_Instructions for the task_
In the records below, locate the line containing "Where can the antenna", then output that line and all later lines exactly, through the last one.

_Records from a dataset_

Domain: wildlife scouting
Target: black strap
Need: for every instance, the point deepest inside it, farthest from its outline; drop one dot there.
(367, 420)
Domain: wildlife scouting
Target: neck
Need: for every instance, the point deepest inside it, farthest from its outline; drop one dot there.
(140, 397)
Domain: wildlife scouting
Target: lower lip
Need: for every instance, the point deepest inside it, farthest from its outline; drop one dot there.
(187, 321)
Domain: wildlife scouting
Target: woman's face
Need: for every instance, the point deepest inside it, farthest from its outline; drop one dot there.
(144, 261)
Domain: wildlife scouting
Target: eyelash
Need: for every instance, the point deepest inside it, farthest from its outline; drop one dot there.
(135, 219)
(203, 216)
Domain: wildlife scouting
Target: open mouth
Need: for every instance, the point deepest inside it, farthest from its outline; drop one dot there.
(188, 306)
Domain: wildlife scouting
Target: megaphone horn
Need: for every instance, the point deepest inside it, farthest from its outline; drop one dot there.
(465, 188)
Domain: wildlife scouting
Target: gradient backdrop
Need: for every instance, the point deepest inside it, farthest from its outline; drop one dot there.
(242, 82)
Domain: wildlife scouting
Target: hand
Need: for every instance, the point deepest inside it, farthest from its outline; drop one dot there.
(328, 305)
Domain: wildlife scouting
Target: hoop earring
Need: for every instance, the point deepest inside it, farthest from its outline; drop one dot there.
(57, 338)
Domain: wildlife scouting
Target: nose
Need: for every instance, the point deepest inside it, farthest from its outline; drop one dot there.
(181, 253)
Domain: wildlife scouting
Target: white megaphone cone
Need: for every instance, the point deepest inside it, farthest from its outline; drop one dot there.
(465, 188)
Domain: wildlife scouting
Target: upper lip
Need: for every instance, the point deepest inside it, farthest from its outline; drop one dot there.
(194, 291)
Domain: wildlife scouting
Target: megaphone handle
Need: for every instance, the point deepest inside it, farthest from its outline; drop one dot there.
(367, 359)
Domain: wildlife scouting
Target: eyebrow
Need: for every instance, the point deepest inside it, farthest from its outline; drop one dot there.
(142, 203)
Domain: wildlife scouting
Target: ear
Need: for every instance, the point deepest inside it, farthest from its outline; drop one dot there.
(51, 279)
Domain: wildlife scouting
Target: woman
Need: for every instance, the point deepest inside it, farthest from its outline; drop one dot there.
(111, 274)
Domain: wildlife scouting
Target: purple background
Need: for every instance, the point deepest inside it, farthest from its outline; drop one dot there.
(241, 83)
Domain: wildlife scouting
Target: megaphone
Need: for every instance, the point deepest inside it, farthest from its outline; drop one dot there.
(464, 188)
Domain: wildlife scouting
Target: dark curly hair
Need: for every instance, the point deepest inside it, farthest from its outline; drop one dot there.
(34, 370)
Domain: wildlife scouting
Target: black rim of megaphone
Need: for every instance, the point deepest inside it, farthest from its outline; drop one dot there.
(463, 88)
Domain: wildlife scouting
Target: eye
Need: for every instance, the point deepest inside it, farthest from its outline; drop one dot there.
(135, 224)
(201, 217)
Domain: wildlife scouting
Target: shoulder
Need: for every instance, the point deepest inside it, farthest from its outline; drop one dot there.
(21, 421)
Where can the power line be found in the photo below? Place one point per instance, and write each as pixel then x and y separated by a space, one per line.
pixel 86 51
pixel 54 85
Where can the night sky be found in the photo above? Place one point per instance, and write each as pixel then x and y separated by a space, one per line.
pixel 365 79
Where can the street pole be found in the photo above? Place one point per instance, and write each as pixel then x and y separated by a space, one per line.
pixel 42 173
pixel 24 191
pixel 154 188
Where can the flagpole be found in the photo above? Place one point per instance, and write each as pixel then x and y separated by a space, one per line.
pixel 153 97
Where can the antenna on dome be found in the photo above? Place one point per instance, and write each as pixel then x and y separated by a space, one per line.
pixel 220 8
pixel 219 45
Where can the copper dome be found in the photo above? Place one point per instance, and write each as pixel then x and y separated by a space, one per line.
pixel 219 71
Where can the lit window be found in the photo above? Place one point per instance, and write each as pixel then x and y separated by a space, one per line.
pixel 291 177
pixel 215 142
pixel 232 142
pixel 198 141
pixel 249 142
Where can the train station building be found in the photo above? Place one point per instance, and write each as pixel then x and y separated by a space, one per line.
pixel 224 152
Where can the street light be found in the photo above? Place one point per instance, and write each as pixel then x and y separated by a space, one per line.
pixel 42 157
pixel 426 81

_Answer_
Where can the antenna on dome be found in the photo above? Place one point per instance, and write each as pixel then x and y separated by a space, one per line.
pixel 220 8
pixel 219 45
Where can the copper dome be found in the photo above? Place one point per instance, and write each as pixel then x and y separated by a space, one per line.
pixel 219 71
Where can the lit window be found in the photo above? Place one point per instance, and write each as pixel then x and y separated by a space, one per line.
pixel 291 177
pixel 215 142
pixel 232 142
pixel 198 141
pixel 249 142
Where can the train station building be found in the photo above? Place one point per instance, and write each as pixel then x and y separated by a space, one per line.
pixel 224 152
Where can the street light be found in the photo above? Place one point per instance, and write each as pixel then x and y separated by a space, one per line.
pixel 42 157
pixel 426 81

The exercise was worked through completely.